■ Aim of the task ■
Return each line of the rows below that contains the word "then".

Segment Start: Listed records

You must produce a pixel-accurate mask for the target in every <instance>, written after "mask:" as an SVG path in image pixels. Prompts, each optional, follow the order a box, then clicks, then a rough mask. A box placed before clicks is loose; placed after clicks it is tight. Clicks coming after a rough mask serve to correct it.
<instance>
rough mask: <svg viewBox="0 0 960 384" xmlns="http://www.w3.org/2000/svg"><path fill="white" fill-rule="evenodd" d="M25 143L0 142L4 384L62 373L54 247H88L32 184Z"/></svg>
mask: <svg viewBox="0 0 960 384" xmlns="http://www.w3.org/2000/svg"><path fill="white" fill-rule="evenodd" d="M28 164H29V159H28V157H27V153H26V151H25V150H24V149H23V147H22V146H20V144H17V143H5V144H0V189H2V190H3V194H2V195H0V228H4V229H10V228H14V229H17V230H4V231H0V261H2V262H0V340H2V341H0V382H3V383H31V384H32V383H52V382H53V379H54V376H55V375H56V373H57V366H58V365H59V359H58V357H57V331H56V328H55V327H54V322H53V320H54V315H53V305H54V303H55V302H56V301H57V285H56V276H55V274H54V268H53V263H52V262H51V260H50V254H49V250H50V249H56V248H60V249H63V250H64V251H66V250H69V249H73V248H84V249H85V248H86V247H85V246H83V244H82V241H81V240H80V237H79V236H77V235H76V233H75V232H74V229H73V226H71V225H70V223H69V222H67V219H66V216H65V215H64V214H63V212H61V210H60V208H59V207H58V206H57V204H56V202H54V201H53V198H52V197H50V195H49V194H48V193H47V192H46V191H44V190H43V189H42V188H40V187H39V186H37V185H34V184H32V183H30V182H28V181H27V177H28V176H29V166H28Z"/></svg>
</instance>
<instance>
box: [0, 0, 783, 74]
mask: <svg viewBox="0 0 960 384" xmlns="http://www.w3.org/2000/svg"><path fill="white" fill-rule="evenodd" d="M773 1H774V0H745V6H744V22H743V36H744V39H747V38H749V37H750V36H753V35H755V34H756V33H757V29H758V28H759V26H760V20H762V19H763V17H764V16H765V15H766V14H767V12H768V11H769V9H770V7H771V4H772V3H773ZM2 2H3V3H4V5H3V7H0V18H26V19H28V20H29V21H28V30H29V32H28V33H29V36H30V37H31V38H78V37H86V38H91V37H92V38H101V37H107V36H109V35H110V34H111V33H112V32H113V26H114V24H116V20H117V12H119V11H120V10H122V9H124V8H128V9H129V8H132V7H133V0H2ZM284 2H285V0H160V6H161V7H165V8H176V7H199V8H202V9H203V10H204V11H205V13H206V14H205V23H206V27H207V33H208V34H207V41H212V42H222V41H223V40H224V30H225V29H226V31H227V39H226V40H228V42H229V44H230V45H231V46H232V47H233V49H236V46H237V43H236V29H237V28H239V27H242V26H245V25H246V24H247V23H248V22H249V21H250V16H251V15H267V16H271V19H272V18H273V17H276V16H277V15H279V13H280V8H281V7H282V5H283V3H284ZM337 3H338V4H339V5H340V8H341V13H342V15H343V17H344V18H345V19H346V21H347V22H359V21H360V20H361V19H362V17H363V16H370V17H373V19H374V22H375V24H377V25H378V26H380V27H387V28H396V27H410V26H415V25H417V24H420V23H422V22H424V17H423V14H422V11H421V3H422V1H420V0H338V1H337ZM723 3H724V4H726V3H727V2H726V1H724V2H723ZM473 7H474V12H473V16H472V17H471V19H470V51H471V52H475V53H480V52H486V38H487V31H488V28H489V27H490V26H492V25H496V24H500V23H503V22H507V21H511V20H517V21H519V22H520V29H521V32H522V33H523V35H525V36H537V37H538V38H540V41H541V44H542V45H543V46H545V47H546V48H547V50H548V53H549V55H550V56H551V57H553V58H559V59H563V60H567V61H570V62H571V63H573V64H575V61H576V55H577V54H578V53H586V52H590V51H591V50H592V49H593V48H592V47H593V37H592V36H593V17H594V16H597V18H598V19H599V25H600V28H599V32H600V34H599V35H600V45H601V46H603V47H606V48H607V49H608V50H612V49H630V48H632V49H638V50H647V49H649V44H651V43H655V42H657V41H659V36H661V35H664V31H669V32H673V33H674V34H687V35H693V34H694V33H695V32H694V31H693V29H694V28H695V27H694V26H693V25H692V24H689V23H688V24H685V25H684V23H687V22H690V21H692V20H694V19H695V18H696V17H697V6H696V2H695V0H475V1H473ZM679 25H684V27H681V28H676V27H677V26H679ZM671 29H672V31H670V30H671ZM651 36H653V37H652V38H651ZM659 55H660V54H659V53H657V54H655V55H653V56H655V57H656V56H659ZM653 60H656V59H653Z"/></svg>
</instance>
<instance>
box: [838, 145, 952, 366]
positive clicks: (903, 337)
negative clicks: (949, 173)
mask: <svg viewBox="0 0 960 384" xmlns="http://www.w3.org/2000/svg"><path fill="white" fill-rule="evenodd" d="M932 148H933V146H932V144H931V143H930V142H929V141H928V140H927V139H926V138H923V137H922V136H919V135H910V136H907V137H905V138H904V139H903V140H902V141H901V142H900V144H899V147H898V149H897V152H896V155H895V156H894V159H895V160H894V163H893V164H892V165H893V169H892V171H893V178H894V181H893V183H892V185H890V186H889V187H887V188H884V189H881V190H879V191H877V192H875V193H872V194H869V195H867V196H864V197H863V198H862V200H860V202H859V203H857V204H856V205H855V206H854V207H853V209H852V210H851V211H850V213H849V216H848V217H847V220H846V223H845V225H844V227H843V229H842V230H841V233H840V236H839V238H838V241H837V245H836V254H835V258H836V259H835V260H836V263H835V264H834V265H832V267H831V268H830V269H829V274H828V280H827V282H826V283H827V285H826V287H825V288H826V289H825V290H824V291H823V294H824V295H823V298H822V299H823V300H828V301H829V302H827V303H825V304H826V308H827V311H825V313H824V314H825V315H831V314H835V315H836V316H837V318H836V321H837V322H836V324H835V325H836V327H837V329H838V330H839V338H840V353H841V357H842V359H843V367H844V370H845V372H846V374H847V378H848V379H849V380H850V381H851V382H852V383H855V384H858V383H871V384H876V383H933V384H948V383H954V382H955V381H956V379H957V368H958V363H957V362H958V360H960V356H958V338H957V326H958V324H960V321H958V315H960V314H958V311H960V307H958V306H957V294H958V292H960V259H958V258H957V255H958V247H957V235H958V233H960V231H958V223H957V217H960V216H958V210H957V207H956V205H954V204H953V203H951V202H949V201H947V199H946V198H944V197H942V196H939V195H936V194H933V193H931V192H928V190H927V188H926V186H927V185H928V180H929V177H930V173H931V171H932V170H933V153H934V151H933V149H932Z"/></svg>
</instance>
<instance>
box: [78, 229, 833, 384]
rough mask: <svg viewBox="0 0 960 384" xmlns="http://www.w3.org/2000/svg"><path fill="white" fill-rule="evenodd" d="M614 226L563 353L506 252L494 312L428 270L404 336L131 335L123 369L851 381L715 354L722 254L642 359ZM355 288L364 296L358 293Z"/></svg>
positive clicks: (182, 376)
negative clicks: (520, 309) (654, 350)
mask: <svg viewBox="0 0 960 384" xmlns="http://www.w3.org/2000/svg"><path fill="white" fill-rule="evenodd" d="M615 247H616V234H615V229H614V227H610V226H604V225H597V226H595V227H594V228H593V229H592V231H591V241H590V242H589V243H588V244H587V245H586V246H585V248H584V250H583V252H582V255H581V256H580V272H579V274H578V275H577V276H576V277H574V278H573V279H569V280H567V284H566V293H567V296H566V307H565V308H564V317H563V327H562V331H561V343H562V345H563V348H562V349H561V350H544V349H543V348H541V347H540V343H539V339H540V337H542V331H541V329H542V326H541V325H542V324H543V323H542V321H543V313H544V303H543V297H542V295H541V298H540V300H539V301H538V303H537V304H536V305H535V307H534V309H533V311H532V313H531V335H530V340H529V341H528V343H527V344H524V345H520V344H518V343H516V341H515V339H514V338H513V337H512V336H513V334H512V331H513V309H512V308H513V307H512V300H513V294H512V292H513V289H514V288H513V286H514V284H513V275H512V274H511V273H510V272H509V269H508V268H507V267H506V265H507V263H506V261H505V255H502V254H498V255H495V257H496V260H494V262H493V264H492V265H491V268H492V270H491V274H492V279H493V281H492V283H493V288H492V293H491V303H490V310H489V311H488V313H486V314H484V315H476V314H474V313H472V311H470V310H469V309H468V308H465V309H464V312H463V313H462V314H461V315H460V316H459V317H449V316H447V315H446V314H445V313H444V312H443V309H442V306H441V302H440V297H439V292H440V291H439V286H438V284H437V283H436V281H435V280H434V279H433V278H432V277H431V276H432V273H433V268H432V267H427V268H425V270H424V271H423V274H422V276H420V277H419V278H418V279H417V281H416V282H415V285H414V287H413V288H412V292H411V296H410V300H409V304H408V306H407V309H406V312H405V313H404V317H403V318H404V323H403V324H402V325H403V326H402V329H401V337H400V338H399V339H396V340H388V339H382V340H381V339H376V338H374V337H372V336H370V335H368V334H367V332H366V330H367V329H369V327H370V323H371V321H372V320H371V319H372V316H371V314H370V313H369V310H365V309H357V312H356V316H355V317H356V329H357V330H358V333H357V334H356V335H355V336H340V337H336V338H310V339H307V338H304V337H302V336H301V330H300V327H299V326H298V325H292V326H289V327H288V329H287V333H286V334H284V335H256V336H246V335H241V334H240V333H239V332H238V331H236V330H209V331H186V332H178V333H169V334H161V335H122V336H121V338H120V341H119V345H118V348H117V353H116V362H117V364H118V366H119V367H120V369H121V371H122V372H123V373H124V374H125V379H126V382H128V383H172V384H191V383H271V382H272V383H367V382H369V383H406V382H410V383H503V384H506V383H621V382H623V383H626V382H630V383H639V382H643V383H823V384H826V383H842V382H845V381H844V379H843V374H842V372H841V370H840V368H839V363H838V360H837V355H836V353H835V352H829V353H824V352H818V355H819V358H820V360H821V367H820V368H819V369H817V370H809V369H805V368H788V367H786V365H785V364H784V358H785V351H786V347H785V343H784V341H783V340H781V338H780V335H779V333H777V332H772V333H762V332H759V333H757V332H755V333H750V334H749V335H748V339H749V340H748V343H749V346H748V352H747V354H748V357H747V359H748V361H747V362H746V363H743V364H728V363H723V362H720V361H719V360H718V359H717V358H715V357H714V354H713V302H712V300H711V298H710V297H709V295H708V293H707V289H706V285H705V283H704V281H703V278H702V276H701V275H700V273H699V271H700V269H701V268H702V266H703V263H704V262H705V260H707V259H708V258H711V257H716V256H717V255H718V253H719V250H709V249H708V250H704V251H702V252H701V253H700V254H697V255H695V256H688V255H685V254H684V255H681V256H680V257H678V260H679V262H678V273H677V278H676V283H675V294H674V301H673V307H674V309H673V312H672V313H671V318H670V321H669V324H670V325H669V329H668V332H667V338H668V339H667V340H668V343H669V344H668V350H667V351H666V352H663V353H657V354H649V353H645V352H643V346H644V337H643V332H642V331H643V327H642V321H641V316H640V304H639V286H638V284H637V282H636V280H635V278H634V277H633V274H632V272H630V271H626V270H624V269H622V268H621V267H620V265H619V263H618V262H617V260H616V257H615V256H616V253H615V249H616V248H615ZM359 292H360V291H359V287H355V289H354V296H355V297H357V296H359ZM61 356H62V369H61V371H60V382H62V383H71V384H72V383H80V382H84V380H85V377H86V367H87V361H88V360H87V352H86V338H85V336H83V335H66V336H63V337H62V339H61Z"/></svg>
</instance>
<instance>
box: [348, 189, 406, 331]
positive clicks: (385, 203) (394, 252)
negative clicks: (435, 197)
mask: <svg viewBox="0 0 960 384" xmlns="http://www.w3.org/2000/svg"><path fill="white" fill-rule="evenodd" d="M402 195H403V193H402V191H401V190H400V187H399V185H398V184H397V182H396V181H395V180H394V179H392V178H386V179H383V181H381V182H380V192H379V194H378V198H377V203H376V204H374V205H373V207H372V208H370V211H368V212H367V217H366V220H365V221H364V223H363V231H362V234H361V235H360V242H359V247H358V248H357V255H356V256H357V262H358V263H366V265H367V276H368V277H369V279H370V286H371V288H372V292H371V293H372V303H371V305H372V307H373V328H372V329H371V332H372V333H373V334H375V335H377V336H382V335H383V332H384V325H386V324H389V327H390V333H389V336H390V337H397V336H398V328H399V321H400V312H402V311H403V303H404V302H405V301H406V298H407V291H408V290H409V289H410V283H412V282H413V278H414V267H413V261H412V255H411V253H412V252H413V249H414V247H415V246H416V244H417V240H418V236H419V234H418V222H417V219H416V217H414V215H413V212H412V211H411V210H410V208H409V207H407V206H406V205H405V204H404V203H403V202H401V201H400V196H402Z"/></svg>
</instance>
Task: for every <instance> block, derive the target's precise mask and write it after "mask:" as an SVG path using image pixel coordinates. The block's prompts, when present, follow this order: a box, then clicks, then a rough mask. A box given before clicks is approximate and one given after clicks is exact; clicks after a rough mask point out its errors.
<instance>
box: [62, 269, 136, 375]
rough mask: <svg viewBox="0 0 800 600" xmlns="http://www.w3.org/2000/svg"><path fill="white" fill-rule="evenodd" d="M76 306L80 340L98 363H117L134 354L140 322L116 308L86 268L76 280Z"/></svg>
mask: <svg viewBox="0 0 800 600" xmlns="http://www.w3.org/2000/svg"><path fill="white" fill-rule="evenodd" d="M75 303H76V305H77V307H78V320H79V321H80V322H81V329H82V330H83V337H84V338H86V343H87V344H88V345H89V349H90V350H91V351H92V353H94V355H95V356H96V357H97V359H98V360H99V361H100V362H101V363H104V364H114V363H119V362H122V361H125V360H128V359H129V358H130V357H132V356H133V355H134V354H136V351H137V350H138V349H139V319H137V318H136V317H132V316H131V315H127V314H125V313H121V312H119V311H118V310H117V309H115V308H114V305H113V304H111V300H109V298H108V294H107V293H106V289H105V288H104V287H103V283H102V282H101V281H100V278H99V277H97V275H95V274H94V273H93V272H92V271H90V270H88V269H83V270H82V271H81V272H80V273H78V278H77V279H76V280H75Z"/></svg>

Segment End: Listed records

■ Result below ■
You must produce a pixel-accurate mask for the target in every <instance>, written after "mask:" as an SVG path in image pixels. Prompts, each optional, follow the order a box, then clicks, then a rough mask. A box placed before clicks is loose; placed after clicks it is tight. Clicks coming after a rough mask serve to correct it.
Task: for every <instance> block, derive the target's precise mask and write it after "mask:" as an SVG path using image pixel coordinates. The block's prompts, when present, follow this order: a box, then clicks, then a rough mask. A box given before clicks is approximate and one given after clicks is exact; clicks after a rough mask point out its errors.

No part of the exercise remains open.